Given instruction
Return every line of the material exactly.

Data provided

═══

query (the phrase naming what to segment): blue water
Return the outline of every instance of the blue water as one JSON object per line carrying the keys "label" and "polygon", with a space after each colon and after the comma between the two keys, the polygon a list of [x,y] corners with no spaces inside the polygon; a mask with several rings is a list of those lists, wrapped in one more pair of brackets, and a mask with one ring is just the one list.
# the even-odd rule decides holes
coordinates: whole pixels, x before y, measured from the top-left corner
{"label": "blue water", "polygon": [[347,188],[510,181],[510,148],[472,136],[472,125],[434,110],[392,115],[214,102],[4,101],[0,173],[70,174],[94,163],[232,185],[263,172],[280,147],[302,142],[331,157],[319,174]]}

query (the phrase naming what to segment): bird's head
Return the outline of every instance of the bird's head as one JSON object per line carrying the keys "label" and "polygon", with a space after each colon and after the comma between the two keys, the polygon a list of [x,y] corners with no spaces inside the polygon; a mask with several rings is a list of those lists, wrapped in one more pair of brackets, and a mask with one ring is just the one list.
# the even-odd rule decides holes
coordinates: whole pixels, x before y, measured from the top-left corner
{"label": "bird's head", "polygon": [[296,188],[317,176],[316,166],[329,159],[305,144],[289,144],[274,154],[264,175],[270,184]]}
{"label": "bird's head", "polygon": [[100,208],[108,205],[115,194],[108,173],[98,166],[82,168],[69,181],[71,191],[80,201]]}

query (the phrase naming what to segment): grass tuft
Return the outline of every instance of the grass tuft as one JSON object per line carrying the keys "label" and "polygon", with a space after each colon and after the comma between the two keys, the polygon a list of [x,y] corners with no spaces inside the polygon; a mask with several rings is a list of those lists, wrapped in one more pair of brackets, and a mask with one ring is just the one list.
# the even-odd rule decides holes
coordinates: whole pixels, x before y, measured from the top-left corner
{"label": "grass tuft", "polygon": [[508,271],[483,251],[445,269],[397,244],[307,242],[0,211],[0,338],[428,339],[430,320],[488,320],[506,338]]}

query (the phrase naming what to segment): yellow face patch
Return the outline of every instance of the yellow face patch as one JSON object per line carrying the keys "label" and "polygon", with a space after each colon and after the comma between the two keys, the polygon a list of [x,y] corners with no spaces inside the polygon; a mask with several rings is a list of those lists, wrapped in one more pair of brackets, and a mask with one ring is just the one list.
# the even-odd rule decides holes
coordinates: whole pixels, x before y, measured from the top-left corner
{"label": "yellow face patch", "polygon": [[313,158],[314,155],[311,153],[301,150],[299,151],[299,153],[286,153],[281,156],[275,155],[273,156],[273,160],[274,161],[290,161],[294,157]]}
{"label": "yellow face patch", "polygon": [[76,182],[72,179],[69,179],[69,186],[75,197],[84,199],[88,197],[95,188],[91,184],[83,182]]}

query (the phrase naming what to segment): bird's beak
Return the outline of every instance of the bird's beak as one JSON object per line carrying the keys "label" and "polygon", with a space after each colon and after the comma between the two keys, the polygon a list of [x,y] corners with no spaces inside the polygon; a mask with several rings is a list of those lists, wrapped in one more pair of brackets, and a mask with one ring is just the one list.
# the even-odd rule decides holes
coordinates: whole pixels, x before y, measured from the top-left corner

═══

Exercise output
query (the phrase naming what to segment): blue water
Return the outline of every instance of the blue water as one JSON object per line carrying the keys "label" and "polygon", with a space after each colon and after the comma between the two keys, the polygon a list of [x,y] corners with no spaces inside the polygon; a mask with several rings is a list of those lists, wrapped in one more pair of brackets, and a mask with one ring is just the one list.
# the even-odd rule decides holes
coordinates: whole pixels, x before y, measured from the top-left corner
{"label": "blue water", "polygon": [[347,188],[510,181],[510,148],[472,136],[472,125],[434,110],[392,115],[214,102],[4,101],[0,173],[70,174],[94,163],[232,185],[263,172],[280,147],[302,142],[331,157],[319,174]]}

query (the phrase naming what to segment): bird's head
Return the outline of every instance of the bird's head as one JSON object per line carrying the keys "label" and "polygon", with a space after each colon and after the comma between the two keys, the polygon a list of [x,y] corners with no spaces inside the polygon; a mask with several rings is a list of those lists, wrapped in one more pair of brackets, and a mask with one ring is just the one list.
# the even-odd rule decides holes
coordinates: whole pixels, x before y, measured from the top-left corner
{"label": "bird's head", "polygon": [[296,188],[317,176],[316,166],[329,159],[305,144],[289,144],[274,154],[264,175],[270,184]]}
{"label": "bird's head", "polygon": [[100,208],[108,205],[115,194],[108,173],[98,166],[82,168],[69,181],[71,191],[80,201]]}

query (the phrase naming what to segment): grass tuft
Return the outline of every instance of the grass tuft as one JSON object per line carrying the keys "label" and "polygon", with a space after each colon and after the comma between the two keys, the polygon a list of [x,y] corners with no spaces inside the polygon; a mask with several rings is a list of those lists, wrapped in one more pair of brackets, and a mask with one ring is just the one list.
# the even-odd rule decides holes
coordinates: whole pixels, x before y, measured from the top-left corner
{"label": "grass tuft", "polygon": [[508,271],[483,251],[445,269],[397,244],[307,242],[0,211],[0,338],[428,339],[430,320],[488,320],[506,338]]}

query (the phrase naming what to segment): yellow face patch
Return the outline of every instance of the yellow face patch as one JSON object per line carrying the keys "label" and "polygon", with a space after each colon and after the comma between the two keys, the polygon a list of [x,y] corners with no spaces inside the polygon; a mask with several rings is a list of those lists, wrapped in one more pair of brackets, and a mask with one ring is just the one list.
# the even-odd rule decides holes
coordinates: whole pixels, x before y, measured from the top-left corner
{"label": "yellow face patch", "polygon": [[313,158],[314,155],[311,153],[301,150],[299,151],[299,153],[286,153],[281,156],[275,155],[273,156],[273,160],[274,161],[290,161],[294,157]]}
{"label": "yellow face patch", "polygon": [[76,182],[72,179],[69,179],[69,186],[75,197],[84,199],[88,197],[95,188],[91,184],[83,182]]}

query (the phrase naming what to segment): bird's beak
Return the outline of every instance of the bird's beak as one JSON object per line carrying the keys "label" and "polygon", with a space after each colon and after the comma between the two keys, the polygon a list of [x,y] corners with no spaces inside the polygon; a mask with several rings is a list of those lists, wrapped in one more pair of brackets, and a mask with one ring is just the one list.
# the even-odd rule decides holes
coordinates: whole pixels, x before y, measured from the top-left corner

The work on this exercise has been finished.